## Entity Taggging

In [26]:
import pandas as pd
import numpy as np
from mxnet.gluon import nn, rnn
from mxnet import gluon, autograd
import gluonnlp as nlp
from mxnet import nd 
import mxnet as mx
import time
import itertools
from tqdm import tqdm
import multiprocessing as mp

In [27]:
train_raw = pd.read_csv("data/trainset.txt",names=['intent', 'entity', 'sentence'], sep='\t')
validation_raw = pd.read_csv("data/test_hidden.txt",names=['intent', 'entity', 'sentence'], sep='\t')
#validation_raw = pd.read_csv("data/validation.txt",names=['intent', 'entity', 'sentence'], sep='\t')

In [28]:
train_raw.head(30)

Unnamed: 0,intent,entity,sentence
0,area,EECCCCCCCCCCCCCCCCCCC,자강의 면적은 얼마 정도되는지 알려줄래
1,birth_date,CCCCCCCCCCCCEEECCCCCCCCCCCC,WIKI PEDIA로 변재일 생년월일을 알고 싶어
2,age,EEEEEEEEEEECCCCCCCCCCCCCCCCC,남쪽 물고기자리 알파 나이가 위키백과사전으로 얼마야
3,length,EEEECCCCCCCCCCCCCCCCCC,삼양터널의 총 길이 위키백과사전에서 뭐야
4,birth_place,EEEEEECCCCCCCCCCC,코니 윌리스의 태어난 곳은 뭐지
5,weight,CCCCCCCCCCCCEEEECCCCCCCCCCCCC,WIKI백과사전 검색 AA12의 무게가 얼만지 찾아봐
6,definition,CCCCCCCCCCCCCEEECCCCCCCC,WIKIPEDIA백과로 라이프 찾아서 말해줘
7,height,EEEEEEEECCCCCCCCCCCCCCCCCCC,송파 헬리오시티 구조물 높이 위키 피디아에서 뭐야
8,birth_date,CCCEEEEEECCCCCCCCCCCCCCC,검색 HLKVAM 언제 출생했는지를 검색해라
9,height,CCCCCCCCEEEEEECCCCCCCC,위키 피디아에 푸조 508 전고가 몇이야


#### 데이터 전처리

In [29]:
train_dataset = [(l, d) for d,l in zip(train_raw['entity'], train_raw['sentence'])]
valid_dataset = [(l, d) for d,l in zip(validation_raw['entity'], validation_raw['sentence'])]

In [30]:
seq_len = 32

length_clip = nlp.data.PadSequence(seq_len, pad_val="<pad>")

def preprocess(data):
    sent, entity = data
    char_sent = list(str(sent))

:::::

#### [수행할 작업]
1. 엔티티 태깅 본문에서 "#### 데이터 전처리"부터 "char_sent = list(str(sent))"까지 원문 그대로 출력하세요.
2. 엔티티 태깅 본문의 마지막 줄 다음부터 이어받아 작성해 주세요.

#### [데이터 발췌]

:::::

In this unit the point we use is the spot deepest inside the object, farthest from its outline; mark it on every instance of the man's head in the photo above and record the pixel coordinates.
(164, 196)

:::::

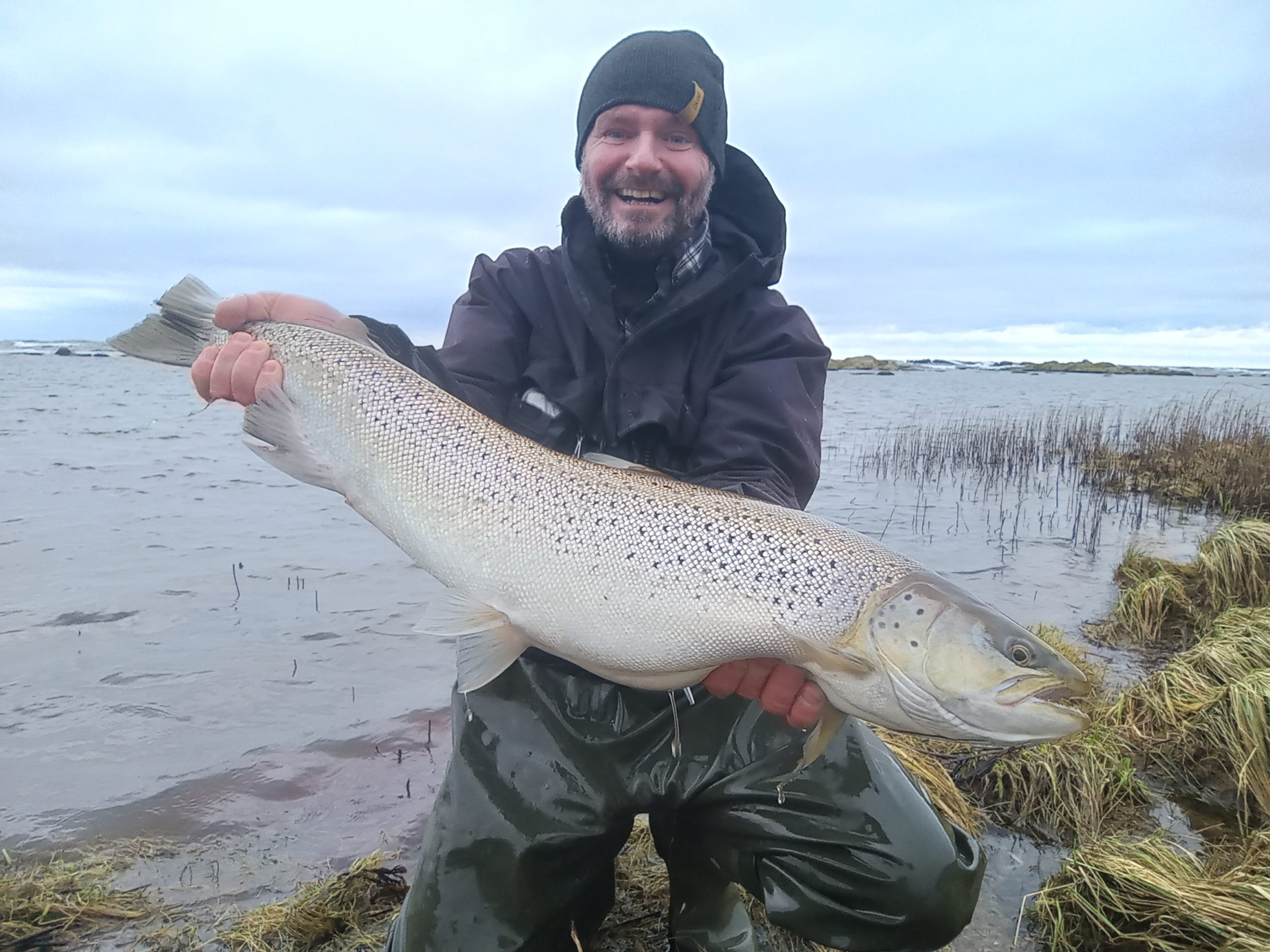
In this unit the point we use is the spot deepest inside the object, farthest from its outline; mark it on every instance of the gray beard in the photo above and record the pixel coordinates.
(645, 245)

:::::

#### [순서별 답안]
1.
#### 데이터 전처리

In [29]:
train_dataset = [(l, d) for d,l in zip(train_raw['entity'], train_raw['sentence'])]
valid_dataset = [(l, d) for d,l in zip(validation_raw['entity'], validation_raw['sentence'])]

In [30]:
seq_len = 32

length_clip = nlp.data.PadSequence(seq_len, pad_val="<pad>")

def preprocess(data):
    sent, entity = data
    char_sent = list(str(sent))

2.
    char_entity = list(str(entity))
    return(length_clip(char_sent), len(sent),length_clip(char_entity))

def preprocess_dataset(dataset):
    start = time.time()
    with mp.Pool() as pool:
        dataset = gluon.data.SimpleDataset(pool.map(preprocess, dataset))
    end = time.time()
    print('Done! Tokenizing Time={:.2f}s, #Sentences={}'
          .format(end - start, len(dataset)))
    return dataset


In [31]:
train_preprocessed  = preprocess_dataset(train_dataset)
valid_preprocessed  = preprocess_dataset(valid_dataset)

Done! Tokenizing Time=0.28s, #Sentences=9000
Done! Tokenizing Time=0.17s, #Sentences=1000


In [32]:
counter_sent   = nlp.data.count_tokens(itertools.chain.from_iterable([c for c, _, _ in train_preprocessed]))
counter_entity = nlp.data.count_tokens(itertools.chain.from_iterable([c for _,_, c in train_preprocessed]))

In [33]:
vocab_sent = nlp.Vocab(counter_sent, bos_token=None, eos_token=None, min_freq=15)
vocab_entity = nlp.Vocab(counter_entity, bos_token=None, eos_token=None, unknown_token=None ,min_freq=15)

In [34]:
vocab_sent.idx_to_token[:10], vocab_entity.idx_to_token[:10], 

(['<unk>', '<pad>', ' ', 'I', '이', '색', '검', '의', '지', '아'],
 ['<pad>', 'C', 'E'])

In [35]:
train_preprocessed_encoded  = [(vocab_sent[sent], length ,vocab_entity[entity])  for sent, length ,entity in train_preprocessed ]
valid  = [(vocab_sent[sent], length ,vocab_entity[entity])  for sent, length ,entity in valid_preprocessed ]

In [36]:
train, test = nlp.data.train_valid_split(train_preprocessed_encoded, valid_ratio=0.1)

In [37]:
nbatch = 30
batchify_fn = nlp.data.batchify.Tuple(nlp.data.batchify.Stack(),
                                      nlp.data.batchify.Stack('float32'),
                                      nlp.data.batchify.Stack())

train_dataloader  = gluon.data.DataLoader(train, batch_size=nbatch, batchify_fn=batchify_fn, shuffle=True)
test_dataloader  = gluon.data.DataLoader(test, batch_size=nbatch, batchify_fn=batchify_fn, shuffle=True)
valid_dataloader  = gluon.data.DataLoader(valid, batch_size=nbatch, batchify_fn=batchify_fn, shuffle=True)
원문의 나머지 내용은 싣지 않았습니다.